- TEXT EXCERPT:
|---|

# Please Help Me My Clown Fish Are Dying !!!!!!!



## Jon Rowan (Dec 10, 2007)

i recently bought a 10 gallon Nano Cube marine fish tank. I started off with a few live rocks, 2 coral and some hermit crabs and snails. I waited 1 month for the water to "mature" (as advised by the guy at the shop) then added 2 percula clown fish and a "cleaner" shrimp. 5 days later the smaller of the 2 died so I added another small one, given to me by the same guy at the shop. 4 days that one died!!! I spoke to guy at the shop and he said that the bigger one probably hasn't changed sex yet so was bullying the smaller ones. I am also going through what he calls an Algae bloom which is causing the tank to get really dirty within days. The algae is a dark thick green colour and also I have a red/pink algae like substance growing on the sand and the back of the tank in 1 area only - he tells me this is natural. All crabs, snails, corals and the shrimp are fine and so is the remaining clown. I am seeking advise on this matter because I don't know if I'm being told the truth as to what is happening to the small fish, although I know the guy is not in this for financial gain as he has replaced the 1st dead fish for free. He has told me he has a new batch coming in tomorrow and has said he'll either give me 1 new fish thats bigger than the original, or give me a brand new pair. can you please help me with this whole situation as I don't want to add any more fish knowing they might die.


----------



## verbosity (Nov 16, 2007)

I know very little about SW. So you should probably ignore this post.

My sister has three SW tanks.. She has told me about how each clown fish needs a see anemone. Maybe your second fish is getting stressed out because their isn't one. 

My sister had one clown fish die shortly after the anemone died (from the clown fish being to rough).


----------



## bettababy (Oct 12, 2006)

The easiest way I could put this is that your tank is already full with 1 clown and the rest of what you named. There isn't enough territory in a 10 gallon for 2 clown fish, and even if you get a mated pair, you may still run into waste issues/water quality issues. Wtih all of what you listed I would be expecting to do water changes at least twice/wk.

As for your algae growth, it is true that algae growth is normal... but there comes a time when normal becomes problematic due to size of the tank and what is in it. More frequent water changes, making sure the surface is skimmed at least once/day, keeping feedings light, and keeping the lights to 8 - 10 hrs/day and no more, making sure it isn't too strong... all of these things will help to get it under control. The other big help would be to add as much live rock as you can to the tank. Live rock is your main filtration, and without enough of it, you'll run into problems as time goes on. Is your substrate sand or crushed coral? 

Please remember that most animals you purchase are not yet full grown, and knowing how big they get is very very important. You can't fit as many animals into a saltwater tank as you can with freshwater, and the bigger the tank the easier it is to keep stable and the less work it will take to keep it there. Also, remember that a saltwater tank is not considered mature for about the first 2 yrs of being set up, so the period of time before that will mean a lot of ups and downs. Watch SPG/salinity in a small tank like that, too. It will fluctuate rapidly with evaporation, and knowing what it is will help determine whether to add saltwater or freshwater at any given time. Corals, fish, and inverts are all very sensitive to that. Keep an eye on Calcium levels, in small tanks they tend to be depleted quickly, and you will usually need to add liquid calcium to keep things healthy. 
If you need any other help, let us know. Good Luck!


----------

|---|

- DATA EXTRACT:
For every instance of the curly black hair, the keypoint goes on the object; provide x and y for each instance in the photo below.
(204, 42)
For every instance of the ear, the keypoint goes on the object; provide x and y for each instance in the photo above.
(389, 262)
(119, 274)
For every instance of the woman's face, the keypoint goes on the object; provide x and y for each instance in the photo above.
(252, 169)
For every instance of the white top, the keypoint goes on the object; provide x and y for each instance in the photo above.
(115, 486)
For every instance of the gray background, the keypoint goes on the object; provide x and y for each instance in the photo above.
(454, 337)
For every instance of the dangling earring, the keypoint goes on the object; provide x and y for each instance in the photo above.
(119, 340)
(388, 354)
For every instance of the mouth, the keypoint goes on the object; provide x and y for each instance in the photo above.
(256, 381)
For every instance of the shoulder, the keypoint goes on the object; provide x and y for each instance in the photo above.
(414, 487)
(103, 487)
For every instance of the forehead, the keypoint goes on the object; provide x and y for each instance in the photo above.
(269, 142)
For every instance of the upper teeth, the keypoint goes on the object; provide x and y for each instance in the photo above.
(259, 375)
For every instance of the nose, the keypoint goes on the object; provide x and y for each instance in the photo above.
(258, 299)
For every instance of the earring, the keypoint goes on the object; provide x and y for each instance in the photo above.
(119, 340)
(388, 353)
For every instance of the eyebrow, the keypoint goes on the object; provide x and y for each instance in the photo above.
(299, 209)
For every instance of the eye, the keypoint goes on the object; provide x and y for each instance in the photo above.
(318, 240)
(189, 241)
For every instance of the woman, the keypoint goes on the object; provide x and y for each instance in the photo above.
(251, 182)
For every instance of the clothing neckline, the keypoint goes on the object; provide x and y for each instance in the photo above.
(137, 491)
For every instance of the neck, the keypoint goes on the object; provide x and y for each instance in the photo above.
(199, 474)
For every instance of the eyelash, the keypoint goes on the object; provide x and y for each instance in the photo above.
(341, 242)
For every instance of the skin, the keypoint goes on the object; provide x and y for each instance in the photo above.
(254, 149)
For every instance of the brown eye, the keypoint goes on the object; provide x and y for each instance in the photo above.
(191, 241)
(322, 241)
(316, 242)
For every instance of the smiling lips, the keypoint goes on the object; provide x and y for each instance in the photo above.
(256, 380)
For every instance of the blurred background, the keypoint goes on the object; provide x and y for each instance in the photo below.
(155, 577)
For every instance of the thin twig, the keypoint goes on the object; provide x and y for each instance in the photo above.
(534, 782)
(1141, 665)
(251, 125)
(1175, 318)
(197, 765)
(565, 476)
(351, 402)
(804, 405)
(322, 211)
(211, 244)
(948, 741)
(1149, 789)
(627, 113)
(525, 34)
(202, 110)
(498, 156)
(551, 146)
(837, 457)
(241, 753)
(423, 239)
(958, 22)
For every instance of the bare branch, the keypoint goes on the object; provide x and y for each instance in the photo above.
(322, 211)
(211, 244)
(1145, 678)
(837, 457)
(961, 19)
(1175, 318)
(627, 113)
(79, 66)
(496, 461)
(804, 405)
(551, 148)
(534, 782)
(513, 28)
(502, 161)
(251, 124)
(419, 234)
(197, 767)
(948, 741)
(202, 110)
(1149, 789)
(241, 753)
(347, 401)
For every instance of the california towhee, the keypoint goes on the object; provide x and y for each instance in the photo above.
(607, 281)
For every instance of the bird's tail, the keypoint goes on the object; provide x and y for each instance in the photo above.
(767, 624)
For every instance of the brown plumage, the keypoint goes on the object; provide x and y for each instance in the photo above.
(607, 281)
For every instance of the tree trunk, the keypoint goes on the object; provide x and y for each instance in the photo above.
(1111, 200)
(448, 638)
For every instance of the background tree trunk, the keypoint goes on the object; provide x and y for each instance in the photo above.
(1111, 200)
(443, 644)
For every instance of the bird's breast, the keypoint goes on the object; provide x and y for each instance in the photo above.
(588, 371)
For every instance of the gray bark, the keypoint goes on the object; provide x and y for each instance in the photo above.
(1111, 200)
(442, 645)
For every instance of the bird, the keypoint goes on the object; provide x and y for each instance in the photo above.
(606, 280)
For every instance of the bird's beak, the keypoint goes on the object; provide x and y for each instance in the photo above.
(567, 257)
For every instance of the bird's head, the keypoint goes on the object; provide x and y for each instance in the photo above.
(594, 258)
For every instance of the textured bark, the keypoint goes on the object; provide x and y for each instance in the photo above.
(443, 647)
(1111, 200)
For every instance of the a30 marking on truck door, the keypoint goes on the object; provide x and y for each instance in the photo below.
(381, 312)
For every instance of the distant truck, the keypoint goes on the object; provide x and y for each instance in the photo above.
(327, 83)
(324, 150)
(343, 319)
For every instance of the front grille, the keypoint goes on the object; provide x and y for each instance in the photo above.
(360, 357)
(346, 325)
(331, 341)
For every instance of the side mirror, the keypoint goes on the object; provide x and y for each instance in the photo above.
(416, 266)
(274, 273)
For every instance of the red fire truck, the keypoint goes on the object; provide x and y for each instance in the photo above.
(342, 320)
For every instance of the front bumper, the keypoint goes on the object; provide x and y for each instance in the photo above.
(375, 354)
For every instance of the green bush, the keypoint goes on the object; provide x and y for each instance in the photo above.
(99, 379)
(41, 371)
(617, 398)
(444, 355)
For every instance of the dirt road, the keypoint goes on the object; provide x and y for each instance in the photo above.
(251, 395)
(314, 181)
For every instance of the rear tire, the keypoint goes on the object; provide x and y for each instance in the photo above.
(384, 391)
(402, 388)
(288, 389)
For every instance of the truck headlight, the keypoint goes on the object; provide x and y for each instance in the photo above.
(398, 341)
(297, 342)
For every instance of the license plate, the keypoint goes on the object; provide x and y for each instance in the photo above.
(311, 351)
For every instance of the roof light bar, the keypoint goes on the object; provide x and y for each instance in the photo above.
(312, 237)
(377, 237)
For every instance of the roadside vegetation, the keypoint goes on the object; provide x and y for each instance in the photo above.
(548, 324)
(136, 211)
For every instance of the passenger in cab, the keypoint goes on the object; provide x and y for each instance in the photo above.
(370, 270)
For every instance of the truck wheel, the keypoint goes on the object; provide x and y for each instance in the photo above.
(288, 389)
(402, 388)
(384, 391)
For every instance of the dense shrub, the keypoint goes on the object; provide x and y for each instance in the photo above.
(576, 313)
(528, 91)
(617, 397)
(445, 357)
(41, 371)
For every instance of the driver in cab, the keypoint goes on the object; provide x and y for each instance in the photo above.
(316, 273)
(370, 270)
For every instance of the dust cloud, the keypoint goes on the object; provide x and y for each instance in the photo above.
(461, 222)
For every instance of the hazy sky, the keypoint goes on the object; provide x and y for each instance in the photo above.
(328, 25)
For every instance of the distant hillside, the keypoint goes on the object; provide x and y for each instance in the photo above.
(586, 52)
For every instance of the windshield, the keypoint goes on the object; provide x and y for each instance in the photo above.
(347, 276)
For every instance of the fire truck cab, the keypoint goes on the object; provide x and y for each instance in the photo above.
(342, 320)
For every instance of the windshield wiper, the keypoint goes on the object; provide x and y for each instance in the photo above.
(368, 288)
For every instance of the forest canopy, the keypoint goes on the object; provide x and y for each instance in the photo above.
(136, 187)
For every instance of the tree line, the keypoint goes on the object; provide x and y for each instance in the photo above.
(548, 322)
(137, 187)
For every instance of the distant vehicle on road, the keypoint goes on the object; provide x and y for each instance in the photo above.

|---|

- EXERCISE:
Reproduce the clown fish thread from "I know very" up to and including "(Oct 12, 2006)", changing "sister" to "cousin".

- SOLVED PROBLEM:
I know very little about SW. So you should probably ignore this post.

My cousin has three SW tanks.. She has told me about how each clown fish needs a see anemone. Maybe your second fish is getting stressed out because their isn't one. 

My cousin had one clown fish die shortly after the anemone died (from the clown fish being to rough).


----------



## bettababy (Oct 12, 2006)